ARTICLE:
==============================

NFTs and Tokens on Bitcoin

Estimated read time: 7 min

For most of Bitcoin's first fourteen years, there was a clean consensus: Bitcoin is for money. Other blockchains might support tokens, games, and digital art, but Bitcoin's block space was for financial transactions. That consensus broke decisively in early 2023.

Today, Bitcoin hosts tens of millions of inscriptions — images, text, audio, and token definitions written directly onto individual satoshis. Markets trade Bitcoin-native NFTs. Protocols issue fungible tokens on top of the Bitcoin blockchain. Whether you think this development is exciting or misguided, you need to understand it — both because it affects Bitcoin's fees and network characteristics, and because it represents a real set of opportunities and risks.

What are Ordinals?

Ordinals are a protocol for numbering and tracking individual satoshis.

==============================

MATERIALS PROVIDED:
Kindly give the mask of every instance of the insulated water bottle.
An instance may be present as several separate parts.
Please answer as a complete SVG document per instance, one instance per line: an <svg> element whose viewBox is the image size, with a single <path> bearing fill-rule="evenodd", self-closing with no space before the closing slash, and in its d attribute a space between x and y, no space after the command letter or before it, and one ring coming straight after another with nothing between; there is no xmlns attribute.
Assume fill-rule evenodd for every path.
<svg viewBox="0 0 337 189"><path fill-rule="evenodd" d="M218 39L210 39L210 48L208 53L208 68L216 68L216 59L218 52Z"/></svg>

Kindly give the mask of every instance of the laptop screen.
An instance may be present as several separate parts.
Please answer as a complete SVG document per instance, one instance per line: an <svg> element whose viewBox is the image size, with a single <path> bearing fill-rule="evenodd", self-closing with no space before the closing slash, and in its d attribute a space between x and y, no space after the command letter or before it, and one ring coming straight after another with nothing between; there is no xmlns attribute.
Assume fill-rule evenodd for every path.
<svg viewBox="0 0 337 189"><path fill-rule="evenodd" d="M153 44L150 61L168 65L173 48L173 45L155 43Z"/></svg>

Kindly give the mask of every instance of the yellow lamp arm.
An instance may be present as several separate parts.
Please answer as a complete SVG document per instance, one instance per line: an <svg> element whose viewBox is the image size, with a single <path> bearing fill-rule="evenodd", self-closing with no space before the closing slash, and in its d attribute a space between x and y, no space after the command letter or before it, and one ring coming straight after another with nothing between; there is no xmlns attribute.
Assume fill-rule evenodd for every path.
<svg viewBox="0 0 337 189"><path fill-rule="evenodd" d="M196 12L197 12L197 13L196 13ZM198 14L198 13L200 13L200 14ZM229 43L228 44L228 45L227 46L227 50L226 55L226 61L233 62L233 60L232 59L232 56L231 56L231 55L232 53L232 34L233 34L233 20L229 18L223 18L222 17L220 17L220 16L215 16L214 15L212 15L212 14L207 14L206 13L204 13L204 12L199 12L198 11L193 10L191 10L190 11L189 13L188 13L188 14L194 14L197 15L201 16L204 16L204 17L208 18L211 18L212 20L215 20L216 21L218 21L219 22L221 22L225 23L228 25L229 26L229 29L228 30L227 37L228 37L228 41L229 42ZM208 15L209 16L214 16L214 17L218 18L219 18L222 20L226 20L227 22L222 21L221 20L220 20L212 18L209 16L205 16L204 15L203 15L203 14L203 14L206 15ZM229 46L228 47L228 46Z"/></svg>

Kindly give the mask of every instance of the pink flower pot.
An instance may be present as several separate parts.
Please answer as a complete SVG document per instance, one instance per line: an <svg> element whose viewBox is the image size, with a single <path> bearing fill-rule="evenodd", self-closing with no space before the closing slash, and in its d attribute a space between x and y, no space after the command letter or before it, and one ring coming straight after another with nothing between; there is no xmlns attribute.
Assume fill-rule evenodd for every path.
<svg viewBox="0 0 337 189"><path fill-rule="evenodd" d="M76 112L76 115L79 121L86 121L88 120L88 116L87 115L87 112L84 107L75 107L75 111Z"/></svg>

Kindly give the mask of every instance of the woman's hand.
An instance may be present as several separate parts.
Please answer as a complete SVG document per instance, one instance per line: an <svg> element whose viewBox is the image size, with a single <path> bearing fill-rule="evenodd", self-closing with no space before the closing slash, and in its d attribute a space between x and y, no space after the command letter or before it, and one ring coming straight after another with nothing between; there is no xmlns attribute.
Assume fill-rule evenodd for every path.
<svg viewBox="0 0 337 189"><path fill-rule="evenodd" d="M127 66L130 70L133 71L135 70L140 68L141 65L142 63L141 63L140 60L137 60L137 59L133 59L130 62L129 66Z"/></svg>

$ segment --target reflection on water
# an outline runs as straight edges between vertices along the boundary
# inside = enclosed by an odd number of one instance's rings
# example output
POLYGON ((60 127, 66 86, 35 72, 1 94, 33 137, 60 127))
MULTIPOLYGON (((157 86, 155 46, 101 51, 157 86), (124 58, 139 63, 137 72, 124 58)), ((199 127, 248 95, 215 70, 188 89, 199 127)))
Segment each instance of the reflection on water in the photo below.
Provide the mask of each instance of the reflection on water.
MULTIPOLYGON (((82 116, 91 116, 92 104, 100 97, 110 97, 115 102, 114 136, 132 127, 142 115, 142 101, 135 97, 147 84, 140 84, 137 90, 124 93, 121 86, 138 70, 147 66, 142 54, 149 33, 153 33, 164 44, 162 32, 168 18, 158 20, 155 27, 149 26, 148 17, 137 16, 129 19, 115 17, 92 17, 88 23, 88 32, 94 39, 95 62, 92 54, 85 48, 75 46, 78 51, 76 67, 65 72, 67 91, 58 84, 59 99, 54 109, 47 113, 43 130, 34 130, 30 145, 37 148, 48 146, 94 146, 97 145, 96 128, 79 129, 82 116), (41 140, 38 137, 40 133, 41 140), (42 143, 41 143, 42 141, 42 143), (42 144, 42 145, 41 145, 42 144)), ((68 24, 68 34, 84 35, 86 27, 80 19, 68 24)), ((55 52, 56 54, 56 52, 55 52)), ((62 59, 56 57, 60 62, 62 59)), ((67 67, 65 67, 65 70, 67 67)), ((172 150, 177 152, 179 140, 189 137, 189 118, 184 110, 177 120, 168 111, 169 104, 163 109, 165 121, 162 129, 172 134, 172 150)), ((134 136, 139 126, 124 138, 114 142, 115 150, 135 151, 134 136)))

==============================

WRITTEN REQUEST 1:
Select every line of the records that contains the word "each".
WRITTEN REQUEST 2:
Go on with the article on NFTs and tokens on Bitcoin from the point where it stops.
The text and the records were drawn from unrelated sources.

FINAL ANSWER 1:
Segment each instance of the reflection on water in the photo below.
Provide the mask of each instance of the reflection on water.

FINAL ANSWER 2:
Casey Rodarmor launched the Ordinals protocol in January 2023. The key insight: Bitcoin has processed billions of transactions since 2009, and the order in which satoshis were mined is deterministic and immutable. Ordinal theory assigns every satoshi a unique sequential number based on its mining order, which makes each satoshi individually identifiable and transferable.

This turned what was previously a fungible unit (one sat is interchangeable with any other sat) into something trackable. Combined with the ability to inscribe data onto individual sats, this created the foundation for Bitcoin-native non-fungible tokens.

Critically, Ordinals require no changes to Bitcoin's core rules. They run on top of the existing protocol using features already present since the SegWit upgrade (2017) and the Taproot upgrade (2021). SegWit introduced the witness portion of transactions where inscription data is stored. Taproot made storing larger amounts of data in witness more economically practical.

In plain terms: Ordinals turn a satoshi into a uniquely numbered collectible that can be sent, received, and tracked like any other Bitcoin.

What are Inscriptions?

An inscription is the data written onto an individual satoshi — the "content" that makes an Ordinal NFT valuable or interesting.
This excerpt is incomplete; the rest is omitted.